American pianist and musical prodigy (1888–1933)

Alma Stencel (June 28, 1888 – July 22, 1933) was an American pianist and musical prodigy.

== Early life ==
Stencel was born in Colfax, Washington, and raised in San Francisco, the daughter of Sigmund Stencel and Martha Stencel. She was a piano student of Hugo Mansfeldt, Emil Sauer in Vienna, and Leopold Godowsky in Berlin.

== Career ==
Stencel was considered a child prodigy in San Francisco. She studied in Vienna and Berlin in 1900 and 1901, and made her London debut in 1902, at age 14, at St. James' Hall.

In 1904 she toured in eastern Europe and Russia with Czech violinist Jan Kubelik. She played for Czar Nicholas II, Emperor Franz Josef, King Edward VII, and William Howard Taft during her concert career.

== Personal life ==
Stencel married mining geologist Walter Harvey Weed in 1914. Their wedding took place a few months after Weed's first wife, suffragist Helena Hill, divorced him on grounds of infidelity. They had a daughter, Almita Patricia Weed, born 1919. Alma Stencel Weed died in 1933, in Scarsdale, New York, aged 45 years.

■ **Dataset entries**
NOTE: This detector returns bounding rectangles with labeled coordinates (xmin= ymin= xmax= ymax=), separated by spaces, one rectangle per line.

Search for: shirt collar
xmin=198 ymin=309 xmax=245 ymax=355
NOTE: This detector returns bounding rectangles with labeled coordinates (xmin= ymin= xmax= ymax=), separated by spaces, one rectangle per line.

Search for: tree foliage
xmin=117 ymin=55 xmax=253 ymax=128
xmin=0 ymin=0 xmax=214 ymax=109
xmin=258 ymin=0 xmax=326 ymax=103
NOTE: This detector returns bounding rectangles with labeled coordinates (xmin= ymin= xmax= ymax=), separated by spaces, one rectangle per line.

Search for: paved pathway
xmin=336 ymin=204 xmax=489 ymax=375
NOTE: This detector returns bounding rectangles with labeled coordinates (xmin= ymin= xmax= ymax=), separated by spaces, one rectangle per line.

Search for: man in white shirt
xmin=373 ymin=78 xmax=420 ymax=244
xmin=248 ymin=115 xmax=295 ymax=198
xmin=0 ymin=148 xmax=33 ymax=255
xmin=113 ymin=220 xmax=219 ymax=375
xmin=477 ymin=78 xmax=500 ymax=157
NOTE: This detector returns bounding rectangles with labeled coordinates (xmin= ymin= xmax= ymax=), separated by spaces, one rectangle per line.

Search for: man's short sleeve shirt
* * *
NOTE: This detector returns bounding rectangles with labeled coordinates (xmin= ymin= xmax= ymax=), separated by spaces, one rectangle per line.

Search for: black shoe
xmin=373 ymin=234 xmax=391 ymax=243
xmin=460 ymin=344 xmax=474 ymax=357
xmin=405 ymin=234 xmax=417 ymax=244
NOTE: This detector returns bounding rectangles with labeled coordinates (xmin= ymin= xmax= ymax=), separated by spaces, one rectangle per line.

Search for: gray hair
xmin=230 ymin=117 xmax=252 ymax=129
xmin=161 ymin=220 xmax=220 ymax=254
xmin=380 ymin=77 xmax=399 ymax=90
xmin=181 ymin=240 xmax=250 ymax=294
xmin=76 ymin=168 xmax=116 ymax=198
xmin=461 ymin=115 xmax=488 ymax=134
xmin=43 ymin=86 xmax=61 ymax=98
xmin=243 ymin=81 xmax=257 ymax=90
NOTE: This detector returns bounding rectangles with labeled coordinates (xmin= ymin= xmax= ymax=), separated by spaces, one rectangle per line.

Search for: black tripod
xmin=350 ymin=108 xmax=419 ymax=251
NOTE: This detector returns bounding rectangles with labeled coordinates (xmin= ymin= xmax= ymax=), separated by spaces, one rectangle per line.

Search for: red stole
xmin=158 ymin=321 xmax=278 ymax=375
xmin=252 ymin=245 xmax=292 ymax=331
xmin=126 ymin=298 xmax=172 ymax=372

■ **EXERCISE GOAL**
Rewrite the Alma Stencel biography from "Alma Stencel (June" up to and including "Godowsky in Berlin.", swapping "piano student" for "pupil". Work only from the Alma Stencel biography.

■ **ANSWER FOR THIS EXERCISE**
Alma Stencel (June 28, 1888 – July 22, 1933) was an American pianist and musical prodigy.

== Early life ==
Stencel was born in Colfax, Washington, and raised in San Francisco, the daughter of Sigmund Stencel and Martha Stencel. She was a pupil of Hugo Mansfeldt, Emil Sauer in Vienna, and Leopold Godowsky in Berlin.